## Your task
Show every line of the material that follows in which the word "microphone" occurs.

+ + + + +

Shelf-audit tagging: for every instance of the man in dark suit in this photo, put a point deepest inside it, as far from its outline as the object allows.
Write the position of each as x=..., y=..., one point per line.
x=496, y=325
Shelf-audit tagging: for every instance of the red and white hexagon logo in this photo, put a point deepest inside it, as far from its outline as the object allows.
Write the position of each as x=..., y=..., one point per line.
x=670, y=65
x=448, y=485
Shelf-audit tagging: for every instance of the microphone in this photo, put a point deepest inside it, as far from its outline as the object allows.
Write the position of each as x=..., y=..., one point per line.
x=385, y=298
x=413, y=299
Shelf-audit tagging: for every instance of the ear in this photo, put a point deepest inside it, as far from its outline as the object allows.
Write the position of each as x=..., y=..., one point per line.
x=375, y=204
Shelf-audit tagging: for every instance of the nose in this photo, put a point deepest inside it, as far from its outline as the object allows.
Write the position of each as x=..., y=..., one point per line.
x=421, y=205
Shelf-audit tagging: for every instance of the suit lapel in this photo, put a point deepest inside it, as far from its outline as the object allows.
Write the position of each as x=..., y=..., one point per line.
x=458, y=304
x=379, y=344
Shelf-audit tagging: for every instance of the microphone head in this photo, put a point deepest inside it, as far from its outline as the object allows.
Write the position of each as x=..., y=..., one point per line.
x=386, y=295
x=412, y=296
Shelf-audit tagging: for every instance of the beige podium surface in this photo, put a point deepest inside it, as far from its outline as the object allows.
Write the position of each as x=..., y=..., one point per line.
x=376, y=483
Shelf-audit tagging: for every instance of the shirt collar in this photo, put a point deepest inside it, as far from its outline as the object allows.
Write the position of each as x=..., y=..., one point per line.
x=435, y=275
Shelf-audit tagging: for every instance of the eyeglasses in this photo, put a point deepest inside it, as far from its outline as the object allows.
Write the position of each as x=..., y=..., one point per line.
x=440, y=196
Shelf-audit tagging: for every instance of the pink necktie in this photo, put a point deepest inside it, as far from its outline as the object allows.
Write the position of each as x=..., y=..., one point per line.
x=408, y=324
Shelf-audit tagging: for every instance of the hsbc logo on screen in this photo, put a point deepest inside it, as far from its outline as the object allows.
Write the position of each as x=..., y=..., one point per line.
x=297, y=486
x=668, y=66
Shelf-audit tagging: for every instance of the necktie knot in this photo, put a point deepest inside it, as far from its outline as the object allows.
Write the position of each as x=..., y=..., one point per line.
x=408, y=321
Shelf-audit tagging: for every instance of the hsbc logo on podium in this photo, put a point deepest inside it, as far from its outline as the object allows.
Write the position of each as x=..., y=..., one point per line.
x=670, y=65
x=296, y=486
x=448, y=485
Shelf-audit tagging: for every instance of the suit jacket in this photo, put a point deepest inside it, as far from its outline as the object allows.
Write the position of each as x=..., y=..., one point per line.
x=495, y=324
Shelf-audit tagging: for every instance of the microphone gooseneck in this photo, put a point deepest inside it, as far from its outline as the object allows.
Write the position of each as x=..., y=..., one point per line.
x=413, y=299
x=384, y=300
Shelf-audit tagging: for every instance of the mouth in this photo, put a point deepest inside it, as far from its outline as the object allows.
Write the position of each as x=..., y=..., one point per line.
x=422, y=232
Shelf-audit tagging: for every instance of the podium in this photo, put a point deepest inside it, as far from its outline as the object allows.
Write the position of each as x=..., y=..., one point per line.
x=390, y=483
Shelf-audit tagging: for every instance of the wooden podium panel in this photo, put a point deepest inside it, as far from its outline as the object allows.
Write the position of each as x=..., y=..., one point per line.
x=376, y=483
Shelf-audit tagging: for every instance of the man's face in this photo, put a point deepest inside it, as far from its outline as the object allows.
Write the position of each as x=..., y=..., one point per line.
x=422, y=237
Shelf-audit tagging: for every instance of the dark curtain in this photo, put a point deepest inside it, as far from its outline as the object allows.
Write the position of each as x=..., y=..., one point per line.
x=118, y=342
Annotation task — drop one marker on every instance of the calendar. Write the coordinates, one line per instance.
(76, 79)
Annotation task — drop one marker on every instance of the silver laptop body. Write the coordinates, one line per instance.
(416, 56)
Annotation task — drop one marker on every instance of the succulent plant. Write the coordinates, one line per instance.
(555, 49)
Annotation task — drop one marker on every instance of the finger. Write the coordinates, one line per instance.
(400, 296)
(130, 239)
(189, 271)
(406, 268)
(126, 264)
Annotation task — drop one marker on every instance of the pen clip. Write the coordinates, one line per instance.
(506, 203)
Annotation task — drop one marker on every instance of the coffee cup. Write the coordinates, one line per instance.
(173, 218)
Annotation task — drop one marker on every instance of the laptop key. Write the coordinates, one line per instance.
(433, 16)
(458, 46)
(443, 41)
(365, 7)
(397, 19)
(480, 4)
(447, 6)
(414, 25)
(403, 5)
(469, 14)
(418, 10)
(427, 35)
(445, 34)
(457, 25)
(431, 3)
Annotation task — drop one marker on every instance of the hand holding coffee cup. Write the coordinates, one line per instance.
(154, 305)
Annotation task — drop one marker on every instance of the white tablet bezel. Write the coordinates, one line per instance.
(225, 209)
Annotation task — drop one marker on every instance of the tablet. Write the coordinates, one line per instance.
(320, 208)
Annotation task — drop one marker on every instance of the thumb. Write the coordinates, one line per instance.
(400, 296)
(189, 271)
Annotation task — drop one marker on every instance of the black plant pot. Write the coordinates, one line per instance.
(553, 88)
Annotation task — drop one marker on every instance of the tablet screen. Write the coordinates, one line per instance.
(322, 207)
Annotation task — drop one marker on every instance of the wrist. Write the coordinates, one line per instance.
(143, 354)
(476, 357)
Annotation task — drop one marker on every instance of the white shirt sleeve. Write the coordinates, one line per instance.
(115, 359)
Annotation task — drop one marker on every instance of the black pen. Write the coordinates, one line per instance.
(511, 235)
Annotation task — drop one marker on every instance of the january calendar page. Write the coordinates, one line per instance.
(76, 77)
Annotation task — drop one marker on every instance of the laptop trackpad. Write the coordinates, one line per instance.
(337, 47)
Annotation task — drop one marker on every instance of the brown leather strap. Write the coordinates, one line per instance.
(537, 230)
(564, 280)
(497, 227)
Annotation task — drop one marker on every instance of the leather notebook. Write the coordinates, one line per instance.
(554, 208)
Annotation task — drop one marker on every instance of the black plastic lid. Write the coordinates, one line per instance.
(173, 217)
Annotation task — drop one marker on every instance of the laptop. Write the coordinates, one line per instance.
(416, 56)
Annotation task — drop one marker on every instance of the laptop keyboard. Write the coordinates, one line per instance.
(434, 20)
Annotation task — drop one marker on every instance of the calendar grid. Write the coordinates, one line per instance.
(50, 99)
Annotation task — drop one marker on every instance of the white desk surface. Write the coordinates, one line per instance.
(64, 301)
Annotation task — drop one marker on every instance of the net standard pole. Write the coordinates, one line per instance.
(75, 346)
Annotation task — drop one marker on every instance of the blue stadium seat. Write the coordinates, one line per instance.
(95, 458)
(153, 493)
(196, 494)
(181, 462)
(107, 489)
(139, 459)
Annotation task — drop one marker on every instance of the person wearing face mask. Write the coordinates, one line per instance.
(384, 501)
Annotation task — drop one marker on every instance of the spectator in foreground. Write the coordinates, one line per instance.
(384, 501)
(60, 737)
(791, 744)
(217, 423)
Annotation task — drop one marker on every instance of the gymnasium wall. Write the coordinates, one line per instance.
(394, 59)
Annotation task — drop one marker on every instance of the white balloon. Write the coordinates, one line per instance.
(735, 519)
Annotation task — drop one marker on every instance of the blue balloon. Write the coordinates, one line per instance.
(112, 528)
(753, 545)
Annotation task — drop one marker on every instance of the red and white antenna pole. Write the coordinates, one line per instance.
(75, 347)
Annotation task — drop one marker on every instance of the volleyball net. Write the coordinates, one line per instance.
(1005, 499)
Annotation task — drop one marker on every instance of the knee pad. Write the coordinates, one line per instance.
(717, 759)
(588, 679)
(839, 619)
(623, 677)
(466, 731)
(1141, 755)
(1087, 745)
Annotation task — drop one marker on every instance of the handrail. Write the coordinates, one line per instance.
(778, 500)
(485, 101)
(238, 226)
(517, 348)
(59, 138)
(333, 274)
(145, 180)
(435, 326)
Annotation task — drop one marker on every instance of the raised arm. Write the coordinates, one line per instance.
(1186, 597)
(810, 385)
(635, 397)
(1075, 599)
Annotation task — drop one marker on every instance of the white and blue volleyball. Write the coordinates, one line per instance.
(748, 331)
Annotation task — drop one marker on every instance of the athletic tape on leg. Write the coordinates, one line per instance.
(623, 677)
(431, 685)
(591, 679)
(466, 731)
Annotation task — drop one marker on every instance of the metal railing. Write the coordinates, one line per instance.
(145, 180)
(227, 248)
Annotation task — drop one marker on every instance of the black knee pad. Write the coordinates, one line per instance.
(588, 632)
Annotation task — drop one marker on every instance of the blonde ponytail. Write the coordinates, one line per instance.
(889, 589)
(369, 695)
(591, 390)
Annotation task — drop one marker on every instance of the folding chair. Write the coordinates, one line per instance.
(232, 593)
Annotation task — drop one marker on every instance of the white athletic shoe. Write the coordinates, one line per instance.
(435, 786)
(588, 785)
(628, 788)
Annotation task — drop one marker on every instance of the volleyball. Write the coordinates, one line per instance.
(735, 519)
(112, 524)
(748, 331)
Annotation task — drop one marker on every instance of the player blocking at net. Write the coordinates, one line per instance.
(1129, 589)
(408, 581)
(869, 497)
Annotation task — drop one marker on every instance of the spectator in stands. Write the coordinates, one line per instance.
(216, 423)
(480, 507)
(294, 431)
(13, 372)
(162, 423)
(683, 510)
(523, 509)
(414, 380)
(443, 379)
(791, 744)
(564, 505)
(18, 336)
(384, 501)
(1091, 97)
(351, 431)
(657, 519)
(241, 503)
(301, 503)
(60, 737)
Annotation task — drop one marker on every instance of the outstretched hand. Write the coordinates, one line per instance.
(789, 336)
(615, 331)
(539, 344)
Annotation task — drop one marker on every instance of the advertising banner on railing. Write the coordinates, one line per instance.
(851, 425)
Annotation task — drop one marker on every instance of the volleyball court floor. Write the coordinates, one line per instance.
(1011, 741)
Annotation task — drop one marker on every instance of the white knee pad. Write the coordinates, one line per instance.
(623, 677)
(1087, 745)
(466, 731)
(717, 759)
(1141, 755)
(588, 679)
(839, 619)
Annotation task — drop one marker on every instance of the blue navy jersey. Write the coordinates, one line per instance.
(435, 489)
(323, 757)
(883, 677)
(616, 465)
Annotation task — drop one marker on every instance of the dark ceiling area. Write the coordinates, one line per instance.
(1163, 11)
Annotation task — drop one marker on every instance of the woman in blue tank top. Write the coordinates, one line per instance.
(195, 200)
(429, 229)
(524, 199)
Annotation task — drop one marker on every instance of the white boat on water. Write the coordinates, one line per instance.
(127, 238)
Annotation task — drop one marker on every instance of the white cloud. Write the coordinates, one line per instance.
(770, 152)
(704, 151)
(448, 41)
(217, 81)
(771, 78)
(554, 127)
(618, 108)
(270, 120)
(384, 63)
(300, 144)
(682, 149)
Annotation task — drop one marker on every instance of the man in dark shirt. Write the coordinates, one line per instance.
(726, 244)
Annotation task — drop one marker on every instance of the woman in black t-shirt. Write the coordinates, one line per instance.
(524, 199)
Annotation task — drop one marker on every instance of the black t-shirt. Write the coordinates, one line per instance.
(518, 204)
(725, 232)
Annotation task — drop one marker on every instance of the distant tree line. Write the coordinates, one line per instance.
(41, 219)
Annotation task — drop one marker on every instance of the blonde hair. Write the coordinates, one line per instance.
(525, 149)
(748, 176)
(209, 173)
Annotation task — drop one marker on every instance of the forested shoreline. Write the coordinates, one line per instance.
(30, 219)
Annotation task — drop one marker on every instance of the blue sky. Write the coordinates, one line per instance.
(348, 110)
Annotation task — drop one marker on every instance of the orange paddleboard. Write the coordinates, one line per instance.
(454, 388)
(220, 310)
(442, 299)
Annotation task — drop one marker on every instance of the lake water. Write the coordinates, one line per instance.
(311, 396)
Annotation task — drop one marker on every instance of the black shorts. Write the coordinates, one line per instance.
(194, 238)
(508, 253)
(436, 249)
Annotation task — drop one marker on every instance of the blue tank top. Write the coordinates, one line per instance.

+ + + + +

## Reply
Shelf-audit tagging: for every instance of the microphone in this photo, put a point deepest inside it, as far from its outline as the object allows.
Shelf-audit tagging: for every instance of the microphone head in this photo, put a point deepest inside it, as far from its outline as the object allows.
Shelf-audit tagging: for every instance of the microphone gooseneck in this photo, put a point deepest inside it, as far from its outline as the object allows.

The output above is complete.